## Exercise brief
From the Ivan Hašek biography, return the passage that begins at the words "Hasek announced his" and stops after "also professional footballers.", copied character for character.

Ivan Hašek (born 6 September 1963) is a Czech professional football coach and former player.

Hašek played as a central midfielder, and spent 11 years of his career with Sparta Prague, appearing in more than 300 official games with the club, and later acting as its manager. Hašek represented Czechoslovakia at the 1990 World Cup, and was also president of the Football Association of the Czech Republic.

Playing career
Hašek was born in Městec Králové. During his 21-year career, he represented AC Sparta Prague (two spells), RC Strasbourg, Sanfrecce Hiroshima and JEF United Ichihara. With the French club, he played two seasons apiece in Ligue 1 and Ligue 2 and, in his last days as a player, spent at main side Sparta, teamed up with cousin Martin.

Hašek played for Czechoslovakia, gaining 55 caps and scored five goals. He was a participant in the 1990 FIFA World Cup, where the national side reached the quarterfinals, with him as team captain; in the group stage 5–1 routing of the United States, he scored the third. After the match, Hašek said:  "We are sorry for the score".

Coaching career
A coach since 1999, Hašek managed former clubs Sparta Prague and Strasbourg, as well as Vissel Kobe, Al Wasl FC and AS Saint-Étienne. In December 2007, he took the reins of Dubai-based Al-Ahli.

In June 2009, Hašek became president of the Czech Football Association. However, on 7 July, he announced that he was taking over the national team as head coach, until the end of the 2010 World Cup qualifiers.

Hasek announced his resignation as Czech Republic manager on 14 October 2009. On 26 June 2011, he left his role as FA president and returned to club action and Al-Ahli Dubai.

In January 2012, Hašek took over the head coach job at Riyadh-based team Al-Hilal FC, replacing Thomas Doll.

In July 2014, Hašek succeeded a long-time coach Sebastião Lazaroni as the new coach of Qatar SC ahead of the 2014–15 season.

On 15 July 2021, Hašek was appointed head coach of the Lebanon national team, on a one-year contract. After failing to qualify Lebanon to the 2022 FIFA World Cup, finishing last in their group, Hašek's contract expired.

Personal life
Hašek is also a lawyer. His two sons, Pavel and Ivan Jr, are also professional footballers.

## Supplied data

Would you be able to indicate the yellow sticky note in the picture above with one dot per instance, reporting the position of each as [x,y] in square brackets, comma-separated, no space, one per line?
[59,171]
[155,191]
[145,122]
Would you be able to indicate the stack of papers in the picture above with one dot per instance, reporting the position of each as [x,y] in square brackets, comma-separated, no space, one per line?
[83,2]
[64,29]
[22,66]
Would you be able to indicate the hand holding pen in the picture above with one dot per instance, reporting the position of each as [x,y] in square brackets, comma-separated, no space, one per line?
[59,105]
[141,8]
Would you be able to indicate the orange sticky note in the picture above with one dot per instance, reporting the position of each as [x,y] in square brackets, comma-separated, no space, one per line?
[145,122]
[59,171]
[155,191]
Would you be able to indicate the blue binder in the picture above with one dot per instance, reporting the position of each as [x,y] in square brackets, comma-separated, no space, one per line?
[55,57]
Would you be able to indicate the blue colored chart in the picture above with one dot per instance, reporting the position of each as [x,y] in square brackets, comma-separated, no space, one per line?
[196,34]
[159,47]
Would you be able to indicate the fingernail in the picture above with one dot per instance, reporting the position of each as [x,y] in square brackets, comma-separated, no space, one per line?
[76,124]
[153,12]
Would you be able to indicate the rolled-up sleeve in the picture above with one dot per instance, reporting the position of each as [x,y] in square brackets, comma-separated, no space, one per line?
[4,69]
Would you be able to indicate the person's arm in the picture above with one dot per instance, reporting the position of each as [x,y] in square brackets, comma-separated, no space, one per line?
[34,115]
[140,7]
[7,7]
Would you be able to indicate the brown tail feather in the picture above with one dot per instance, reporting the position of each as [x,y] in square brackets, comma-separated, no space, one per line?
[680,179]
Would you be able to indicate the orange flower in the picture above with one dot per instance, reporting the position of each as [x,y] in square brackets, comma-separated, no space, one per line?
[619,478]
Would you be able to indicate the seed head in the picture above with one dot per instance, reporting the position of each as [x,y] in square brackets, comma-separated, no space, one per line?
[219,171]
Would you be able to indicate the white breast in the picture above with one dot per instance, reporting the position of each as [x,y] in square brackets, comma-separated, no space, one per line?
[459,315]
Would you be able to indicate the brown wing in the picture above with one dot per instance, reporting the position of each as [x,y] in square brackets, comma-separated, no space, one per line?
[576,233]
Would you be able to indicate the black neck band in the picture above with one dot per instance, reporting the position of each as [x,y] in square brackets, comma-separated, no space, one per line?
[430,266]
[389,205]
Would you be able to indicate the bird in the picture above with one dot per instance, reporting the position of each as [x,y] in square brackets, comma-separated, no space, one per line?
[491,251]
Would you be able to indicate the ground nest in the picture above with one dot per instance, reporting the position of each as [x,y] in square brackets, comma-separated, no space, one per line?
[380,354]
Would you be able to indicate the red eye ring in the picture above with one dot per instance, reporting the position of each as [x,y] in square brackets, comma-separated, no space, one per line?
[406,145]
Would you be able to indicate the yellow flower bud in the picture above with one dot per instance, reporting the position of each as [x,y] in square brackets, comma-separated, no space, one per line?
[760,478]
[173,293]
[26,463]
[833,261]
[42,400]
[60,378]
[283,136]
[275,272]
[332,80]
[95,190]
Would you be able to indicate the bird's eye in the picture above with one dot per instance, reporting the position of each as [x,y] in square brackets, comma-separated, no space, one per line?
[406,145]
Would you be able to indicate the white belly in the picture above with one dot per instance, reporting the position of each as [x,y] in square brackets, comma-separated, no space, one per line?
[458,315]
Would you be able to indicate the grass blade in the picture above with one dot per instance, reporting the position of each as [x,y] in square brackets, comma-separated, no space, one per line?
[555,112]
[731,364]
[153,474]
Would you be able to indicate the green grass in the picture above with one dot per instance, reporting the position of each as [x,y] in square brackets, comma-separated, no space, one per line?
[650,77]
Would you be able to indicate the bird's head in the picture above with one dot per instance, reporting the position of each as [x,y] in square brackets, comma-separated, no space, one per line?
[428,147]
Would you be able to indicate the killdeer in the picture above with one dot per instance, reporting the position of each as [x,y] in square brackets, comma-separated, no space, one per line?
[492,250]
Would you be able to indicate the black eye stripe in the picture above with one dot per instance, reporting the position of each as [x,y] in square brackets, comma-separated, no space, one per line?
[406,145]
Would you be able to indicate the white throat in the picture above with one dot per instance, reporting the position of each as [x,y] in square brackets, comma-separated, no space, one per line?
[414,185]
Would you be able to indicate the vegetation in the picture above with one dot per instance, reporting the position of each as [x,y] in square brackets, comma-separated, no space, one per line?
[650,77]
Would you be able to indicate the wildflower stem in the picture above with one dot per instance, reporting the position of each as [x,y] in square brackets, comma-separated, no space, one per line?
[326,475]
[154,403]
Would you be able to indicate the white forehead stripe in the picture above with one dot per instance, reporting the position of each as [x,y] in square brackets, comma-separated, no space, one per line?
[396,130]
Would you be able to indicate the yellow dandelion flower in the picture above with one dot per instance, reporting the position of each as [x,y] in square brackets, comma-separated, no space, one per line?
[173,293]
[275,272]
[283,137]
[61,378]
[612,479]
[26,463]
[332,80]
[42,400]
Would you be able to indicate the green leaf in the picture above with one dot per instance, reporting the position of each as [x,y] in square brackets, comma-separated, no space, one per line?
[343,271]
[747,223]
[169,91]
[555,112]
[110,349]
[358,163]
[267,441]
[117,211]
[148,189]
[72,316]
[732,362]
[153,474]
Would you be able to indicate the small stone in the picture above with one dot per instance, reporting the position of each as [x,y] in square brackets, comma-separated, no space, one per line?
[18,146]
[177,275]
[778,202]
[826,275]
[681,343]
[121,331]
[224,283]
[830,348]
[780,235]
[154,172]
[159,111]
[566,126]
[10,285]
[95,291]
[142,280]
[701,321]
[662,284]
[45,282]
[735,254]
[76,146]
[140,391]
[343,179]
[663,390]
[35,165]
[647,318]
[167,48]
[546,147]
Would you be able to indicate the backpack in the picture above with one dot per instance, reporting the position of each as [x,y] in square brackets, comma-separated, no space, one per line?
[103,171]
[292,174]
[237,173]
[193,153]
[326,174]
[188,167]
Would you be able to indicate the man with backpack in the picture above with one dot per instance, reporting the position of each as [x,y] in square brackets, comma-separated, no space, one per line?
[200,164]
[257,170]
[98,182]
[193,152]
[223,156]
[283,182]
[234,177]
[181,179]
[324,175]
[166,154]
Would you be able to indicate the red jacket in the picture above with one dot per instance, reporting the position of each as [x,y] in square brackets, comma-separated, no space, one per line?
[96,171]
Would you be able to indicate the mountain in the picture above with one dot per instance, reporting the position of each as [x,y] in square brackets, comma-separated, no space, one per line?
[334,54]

## Written answer
Hasek announced his resignation as Czech Republic manager on 14 October 2009. On 26 June 2011, he left his role as FA president and returned to club action and Al-Ahli Dubai.

In January 2012, Hašek took over the head coach job at Riyadh-based team Al-Hilal FC, replacing Thomas Doll.

In July 2014, Hašek succeeded a long-time coach Sebastião Lazaroni as the new coach of Qatar SC ahead of the 2014–15 season.

On 15 July 2021, Hašek was appointed head coach of the Lebanon national team, on a one-year contract. After failing to qualify Lebanon to the 2022 FIFA World Cup, finishing last in their group, Hašek's contract expired.

Personal life
Hašek is also a lawyer. His two sons, Pavel and Ivan Jr, are also professional footballers.